:: Quoted passage ::
Related
I have a 3D matrix (dimension nx,nz,ny) which corresponds to a physical domain. This matrix contains a continuous field from -1 (phase 1) to +1 (phase 2); the interface between the two phases is the level 0 of this field.
Now, I want to calculate efficiently the signed distance function from the interface for every point in the domain.
I tried two possibilities (sgn is the sign of my field, with values +1,0,-1, xyz contains the grid as triplets of x,y,z at each point and dist is the signed distance function I want to calculate).
double precision, dimension(nx,nz,ny) :: dist,sgn,eudist
integer :: i,j,k
double precision :: seed,posit,tmp(nx)
do j=1,ny
do k=1,nz
do i=1,nx
seed=sgn(i,k,j)
! look for interface
eudist=(xyz(:,:,:,1)-x(i))**2+(xyz(:,:,:,2)-z(k))**2+(xyz(:,:,:,3)-y(j))**2
! find min within mask
posit=minval(eudist,seed*sgn.le.0)
! tmp fits in cache, small speed-up
tmp(i)=-seed*dsqrt(posit)
enddo
dist(:,k,j)=tmp
enddo
enddo
I also tried a second version, which is quite similar to the above one but it calculates the Euclidean distance only in a subset of the whole matrix. With this second version there is some speed up, but it is still too slow. I would like to know whether there is a more efficient way to calculate the distance function.
Second version:
double precision, dimension(nx,nz,ny) :: dist,sgn
double precision, allocatable, dimension(:,:,:) :: eudist
integer :: i,j,k , ii,jj,kk
integer :: il,iu,jl,ju,kl,ku
double precision :: seed, deltax,deltay,deltaz,tmp(nx)
deltax=max(int(nx/4),1)
deltay=max(int(ny/4),1)
deltaz=max(int(nz/2),1)

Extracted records
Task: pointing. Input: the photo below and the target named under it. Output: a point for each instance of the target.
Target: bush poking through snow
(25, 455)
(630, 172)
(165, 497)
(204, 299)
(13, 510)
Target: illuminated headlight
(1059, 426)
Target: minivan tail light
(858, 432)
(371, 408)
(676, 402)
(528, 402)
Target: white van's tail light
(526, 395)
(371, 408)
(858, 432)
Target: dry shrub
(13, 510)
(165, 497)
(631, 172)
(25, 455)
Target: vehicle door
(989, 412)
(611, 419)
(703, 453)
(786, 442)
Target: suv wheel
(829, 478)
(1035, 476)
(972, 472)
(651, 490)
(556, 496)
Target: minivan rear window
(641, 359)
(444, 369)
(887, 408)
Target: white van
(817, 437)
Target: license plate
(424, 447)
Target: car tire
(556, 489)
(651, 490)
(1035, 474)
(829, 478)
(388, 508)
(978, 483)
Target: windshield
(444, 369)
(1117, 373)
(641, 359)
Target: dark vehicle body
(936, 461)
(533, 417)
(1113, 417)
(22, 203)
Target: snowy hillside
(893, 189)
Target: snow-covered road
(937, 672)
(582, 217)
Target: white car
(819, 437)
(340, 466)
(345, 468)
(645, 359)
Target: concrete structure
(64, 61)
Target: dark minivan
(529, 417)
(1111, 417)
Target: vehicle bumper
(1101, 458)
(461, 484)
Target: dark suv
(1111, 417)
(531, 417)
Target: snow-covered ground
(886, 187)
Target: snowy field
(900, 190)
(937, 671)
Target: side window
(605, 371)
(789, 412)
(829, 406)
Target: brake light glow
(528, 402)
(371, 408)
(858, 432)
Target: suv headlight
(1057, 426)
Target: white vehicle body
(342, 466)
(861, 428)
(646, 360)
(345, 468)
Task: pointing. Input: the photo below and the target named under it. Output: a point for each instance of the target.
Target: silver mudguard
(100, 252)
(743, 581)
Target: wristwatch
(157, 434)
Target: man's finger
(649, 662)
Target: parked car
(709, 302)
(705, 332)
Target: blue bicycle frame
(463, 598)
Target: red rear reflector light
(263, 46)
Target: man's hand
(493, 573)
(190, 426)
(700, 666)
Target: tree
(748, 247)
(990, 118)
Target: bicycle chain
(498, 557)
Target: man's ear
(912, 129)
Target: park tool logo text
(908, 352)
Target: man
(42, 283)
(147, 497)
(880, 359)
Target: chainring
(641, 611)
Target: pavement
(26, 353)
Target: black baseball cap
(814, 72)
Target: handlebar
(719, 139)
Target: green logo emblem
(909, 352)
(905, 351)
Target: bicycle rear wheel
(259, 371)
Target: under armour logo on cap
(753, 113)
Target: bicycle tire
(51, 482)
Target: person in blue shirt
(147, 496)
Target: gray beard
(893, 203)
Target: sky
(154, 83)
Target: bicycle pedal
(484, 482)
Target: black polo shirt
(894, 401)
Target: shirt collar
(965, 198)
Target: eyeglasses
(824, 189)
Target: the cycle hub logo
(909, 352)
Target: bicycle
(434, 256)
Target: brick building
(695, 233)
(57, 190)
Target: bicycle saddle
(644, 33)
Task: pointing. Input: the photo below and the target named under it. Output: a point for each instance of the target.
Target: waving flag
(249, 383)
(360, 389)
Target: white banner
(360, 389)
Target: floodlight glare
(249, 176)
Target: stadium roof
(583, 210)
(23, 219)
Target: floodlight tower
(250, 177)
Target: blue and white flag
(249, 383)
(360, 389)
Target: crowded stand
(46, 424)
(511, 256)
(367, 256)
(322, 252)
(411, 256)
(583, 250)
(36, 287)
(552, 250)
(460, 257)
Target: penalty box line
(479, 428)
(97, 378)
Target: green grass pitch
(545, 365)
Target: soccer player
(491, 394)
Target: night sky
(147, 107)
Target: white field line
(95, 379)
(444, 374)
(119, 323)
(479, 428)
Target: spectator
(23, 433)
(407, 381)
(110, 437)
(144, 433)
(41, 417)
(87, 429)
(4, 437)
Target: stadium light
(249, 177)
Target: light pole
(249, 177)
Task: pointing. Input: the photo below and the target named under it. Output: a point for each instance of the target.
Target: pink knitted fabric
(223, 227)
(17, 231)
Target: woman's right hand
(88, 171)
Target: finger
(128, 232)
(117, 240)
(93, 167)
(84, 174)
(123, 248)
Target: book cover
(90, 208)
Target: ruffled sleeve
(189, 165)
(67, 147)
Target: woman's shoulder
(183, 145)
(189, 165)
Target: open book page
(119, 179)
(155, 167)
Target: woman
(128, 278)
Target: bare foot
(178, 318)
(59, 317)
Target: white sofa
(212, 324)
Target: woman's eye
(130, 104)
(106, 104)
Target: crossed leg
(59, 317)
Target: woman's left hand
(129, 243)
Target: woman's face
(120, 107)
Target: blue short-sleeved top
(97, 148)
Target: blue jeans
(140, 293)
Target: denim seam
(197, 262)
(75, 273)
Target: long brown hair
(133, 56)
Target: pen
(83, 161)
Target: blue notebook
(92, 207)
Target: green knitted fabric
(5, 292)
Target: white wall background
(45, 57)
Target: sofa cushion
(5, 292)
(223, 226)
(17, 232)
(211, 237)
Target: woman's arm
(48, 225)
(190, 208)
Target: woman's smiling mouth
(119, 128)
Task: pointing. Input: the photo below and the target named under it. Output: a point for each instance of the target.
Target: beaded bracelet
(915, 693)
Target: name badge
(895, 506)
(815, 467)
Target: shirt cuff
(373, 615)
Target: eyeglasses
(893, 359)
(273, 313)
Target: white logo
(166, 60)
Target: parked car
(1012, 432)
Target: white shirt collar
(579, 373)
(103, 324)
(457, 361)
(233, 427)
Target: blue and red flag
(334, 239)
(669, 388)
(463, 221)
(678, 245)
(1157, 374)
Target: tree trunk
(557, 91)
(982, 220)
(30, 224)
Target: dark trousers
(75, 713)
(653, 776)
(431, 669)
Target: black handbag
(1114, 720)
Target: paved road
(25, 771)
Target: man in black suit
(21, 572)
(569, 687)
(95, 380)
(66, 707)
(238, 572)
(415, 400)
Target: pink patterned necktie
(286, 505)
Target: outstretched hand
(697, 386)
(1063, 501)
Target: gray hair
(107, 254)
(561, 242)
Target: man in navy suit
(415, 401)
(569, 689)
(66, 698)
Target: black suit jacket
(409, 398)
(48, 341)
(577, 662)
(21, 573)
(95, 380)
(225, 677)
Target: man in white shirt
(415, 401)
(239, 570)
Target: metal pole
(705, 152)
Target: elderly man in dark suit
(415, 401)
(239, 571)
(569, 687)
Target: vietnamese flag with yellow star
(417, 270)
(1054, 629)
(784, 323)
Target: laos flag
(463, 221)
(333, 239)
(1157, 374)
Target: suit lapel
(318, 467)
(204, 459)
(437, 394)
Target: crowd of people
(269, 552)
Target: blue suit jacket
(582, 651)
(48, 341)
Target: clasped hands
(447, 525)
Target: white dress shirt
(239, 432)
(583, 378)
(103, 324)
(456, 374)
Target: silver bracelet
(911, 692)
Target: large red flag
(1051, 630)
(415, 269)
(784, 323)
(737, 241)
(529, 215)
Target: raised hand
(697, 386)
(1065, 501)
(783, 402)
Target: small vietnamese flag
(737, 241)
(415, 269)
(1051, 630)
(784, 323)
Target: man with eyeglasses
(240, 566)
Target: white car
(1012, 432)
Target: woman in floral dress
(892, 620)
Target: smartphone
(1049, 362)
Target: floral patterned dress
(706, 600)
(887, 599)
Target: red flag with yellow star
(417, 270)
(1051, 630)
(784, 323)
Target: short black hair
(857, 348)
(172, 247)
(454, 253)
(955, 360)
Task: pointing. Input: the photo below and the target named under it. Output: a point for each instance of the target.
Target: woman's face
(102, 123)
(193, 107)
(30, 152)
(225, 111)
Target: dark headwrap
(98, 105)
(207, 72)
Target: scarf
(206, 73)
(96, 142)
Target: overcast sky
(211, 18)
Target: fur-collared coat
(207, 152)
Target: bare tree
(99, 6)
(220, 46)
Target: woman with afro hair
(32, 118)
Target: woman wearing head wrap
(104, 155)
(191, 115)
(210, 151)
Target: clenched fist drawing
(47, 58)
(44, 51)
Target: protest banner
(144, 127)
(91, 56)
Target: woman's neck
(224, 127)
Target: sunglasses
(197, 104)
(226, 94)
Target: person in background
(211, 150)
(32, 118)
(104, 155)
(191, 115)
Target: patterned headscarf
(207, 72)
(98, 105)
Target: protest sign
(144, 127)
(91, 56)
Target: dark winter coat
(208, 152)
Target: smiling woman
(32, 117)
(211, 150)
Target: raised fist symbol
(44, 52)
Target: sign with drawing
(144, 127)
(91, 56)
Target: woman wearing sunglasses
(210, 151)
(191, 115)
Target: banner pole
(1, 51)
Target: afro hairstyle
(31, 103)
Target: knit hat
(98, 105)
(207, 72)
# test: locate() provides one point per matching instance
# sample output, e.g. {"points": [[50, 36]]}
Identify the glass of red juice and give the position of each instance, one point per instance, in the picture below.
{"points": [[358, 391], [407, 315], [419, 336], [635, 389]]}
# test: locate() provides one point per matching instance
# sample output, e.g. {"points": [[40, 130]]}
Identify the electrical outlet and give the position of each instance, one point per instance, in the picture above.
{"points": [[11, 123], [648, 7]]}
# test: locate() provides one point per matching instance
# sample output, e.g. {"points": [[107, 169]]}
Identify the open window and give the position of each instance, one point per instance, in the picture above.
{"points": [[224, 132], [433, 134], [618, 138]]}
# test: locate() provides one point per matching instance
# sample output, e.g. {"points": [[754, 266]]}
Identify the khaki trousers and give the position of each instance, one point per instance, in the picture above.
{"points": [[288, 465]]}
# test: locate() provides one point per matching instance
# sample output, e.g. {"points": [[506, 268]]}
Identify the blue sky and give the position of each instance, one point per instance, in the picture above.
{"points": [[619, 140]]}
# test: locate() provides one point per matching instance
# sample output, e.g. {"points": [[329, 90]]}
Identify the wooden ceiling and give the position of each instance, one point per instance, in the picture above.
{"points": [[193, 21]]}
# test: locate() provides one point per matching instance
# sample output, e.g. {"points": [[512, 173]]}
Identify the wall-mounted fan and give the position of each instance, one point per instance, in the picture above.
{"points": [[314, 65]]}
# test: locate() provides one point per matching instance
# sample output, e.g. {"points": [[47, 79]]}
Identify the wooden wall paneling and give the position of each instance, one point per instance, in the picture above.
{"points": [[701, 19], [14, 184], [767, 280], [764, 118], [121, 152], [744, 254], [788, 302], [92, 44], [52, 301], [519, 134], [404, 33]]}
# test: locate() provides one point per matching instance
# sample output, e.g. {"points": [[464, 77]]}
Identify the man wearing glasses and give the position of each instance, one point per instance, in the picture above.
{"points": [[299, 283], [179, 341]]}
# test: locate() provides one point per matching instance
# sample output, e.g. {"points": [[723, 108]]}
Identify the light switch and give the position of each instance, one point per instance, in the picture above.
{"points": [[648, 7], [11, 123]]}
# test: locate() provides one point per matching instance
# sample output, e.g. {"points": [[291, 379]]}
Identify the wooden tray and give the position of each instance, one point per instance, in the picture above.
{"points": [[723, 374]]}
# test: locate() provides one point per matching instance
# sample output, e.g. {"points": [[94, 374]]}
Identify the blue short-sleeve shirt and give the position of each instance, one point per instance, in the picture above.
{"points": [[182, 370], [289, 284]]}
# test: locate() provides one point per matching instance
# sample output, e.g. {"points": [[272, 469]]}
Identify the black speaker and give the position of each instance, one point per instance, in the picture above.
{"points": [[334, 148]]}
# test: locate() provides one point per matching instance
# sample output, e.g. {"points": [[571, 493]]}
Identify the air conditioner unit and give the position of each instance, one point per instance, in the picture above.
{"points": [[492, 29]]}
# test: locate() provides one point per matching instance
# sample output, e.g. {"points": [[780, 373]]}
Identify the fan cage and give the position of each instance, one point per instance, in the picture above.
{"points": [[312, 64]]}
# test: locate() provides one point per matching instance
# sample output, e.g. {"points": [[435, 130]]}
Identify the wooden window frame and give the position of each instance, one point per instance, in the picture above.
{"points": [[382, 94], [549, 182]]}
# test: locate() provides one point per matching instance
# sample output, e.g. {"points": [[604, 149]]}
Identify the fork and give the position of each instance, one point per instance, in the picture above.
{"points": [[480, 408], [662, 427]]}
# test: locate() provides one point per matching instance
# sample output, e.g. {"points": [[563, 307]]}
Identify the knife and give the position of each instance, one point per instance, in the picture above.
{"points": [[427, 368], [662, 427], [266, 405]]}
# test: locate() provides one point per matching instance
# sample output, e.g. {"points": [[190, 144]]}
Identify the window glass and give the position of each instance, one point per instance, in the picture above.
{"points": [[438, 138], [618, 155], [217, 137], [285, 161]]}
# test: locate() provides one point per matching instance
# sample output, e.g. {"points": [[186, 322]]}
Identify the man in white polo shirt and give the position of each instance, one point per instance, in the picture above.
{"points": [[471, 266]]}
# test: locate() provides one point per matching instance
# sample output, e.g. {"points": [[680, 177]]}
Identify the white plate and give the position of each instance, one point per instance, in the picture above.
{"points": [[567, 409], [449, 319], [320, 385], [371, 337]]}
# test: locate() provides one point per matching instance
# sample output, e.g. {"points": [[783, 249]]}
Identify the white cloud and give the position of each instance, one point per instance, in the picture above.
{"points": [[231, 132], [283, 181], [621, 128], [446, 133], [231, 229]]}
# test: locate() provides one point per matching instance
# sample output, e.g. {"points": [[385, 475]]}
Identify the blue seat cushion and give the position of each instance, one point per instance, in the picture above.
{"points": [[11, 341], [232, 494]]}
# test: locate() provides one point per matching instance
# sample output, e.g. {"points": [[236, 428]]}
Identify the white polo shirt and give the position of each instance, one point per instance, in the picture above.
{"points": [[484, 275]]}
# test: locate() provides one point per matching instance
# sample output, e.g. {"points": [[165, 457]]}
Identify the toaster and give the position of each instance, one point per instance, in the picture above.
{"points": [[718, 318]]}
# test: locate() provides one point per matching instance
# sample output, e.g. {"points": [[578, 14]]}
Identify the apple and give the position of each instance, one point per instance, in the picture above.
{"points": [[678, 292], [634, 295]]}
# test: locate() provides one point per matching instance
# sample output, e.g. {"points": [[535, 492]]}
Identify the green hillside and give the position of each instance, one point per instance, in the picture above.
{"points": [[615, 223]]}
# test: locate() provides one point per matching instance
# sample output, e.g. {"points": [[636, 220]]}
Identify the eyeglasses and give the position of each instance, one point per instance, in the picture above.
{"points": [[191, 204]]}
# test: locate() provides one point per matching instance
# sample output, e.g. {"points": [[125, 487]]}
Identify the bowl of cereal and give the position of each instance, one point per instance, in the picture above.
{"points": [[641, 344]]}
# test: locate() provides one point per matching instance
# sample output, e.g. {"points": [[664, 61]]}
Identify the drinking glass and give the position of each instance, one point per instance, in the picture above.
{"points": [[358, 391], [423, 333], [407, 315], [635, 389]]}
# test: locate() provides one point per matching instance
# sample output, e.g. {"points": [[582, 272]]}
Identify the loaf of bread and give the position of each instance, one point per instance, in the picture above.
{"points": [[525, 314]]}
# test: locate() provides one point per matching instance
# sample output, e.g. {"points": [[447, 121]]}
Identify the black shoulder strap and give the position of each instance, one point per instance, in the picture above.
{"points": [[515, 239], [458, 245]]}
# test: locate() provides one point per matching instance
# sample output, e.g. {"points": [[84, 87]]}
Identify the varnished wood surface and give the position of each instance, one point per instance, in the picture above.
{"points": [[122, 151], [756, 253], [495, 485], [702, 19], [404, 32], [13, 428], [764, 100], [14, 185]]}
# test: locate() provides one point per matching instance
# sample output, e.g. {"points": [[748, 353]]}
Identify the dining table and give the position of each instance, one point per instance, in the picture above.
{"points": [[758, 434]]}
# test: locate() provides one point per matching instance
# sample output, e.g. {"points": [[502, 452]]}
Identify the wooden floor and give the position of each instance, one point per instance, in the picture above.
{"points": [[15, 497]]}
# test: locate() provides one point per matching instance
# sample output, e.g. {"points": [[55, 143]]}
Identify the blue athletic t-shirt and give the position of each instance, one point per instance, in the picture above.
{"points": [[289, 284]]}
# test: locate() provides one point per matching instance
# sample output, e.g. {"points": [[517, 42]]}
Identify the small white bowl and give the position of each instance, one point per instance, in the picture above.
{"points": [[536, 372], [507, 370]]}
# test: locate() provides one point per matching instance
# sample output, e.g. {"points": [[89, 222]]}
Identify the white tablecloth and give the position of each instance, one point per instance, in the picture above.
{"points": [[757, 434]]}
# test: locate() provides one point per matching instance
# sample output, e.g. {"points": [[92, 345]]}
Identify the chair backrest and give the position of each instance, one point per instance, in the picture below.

:: Exercise instructions ::
Write out the signed distance post beginning at "double precision, dimension(nx,nz,ny) :: dist,sgn,eudist" and stopping after "tmp(i)=-seed*dsqrt(posit)", substituting "mindist" for each "posit". These items were taken from a different source.

:: Response to the exercise ::
double precision, dimension(nx,nz,ny) :: dist,sgn,eudist
integer :: i,j,k
double precision :: seed,mindist,tmp(nx)
do j=1,ny
do k=1,nz
do i=1,nx
seed=sgn(i,k,j)
! look for interface
eudist=(xyz(:,:,:,1)-x(i))**2+(xyz(:,:,:,2)-z(k))**2+(xyz(:,:,:,3)-y(j))**2
! find min within mask
mindist=minval(eudist,seed*sgn.le.0)
! tmp fits in cache, small speed-up
tmp(i)=-seed*dsqrt(mindist)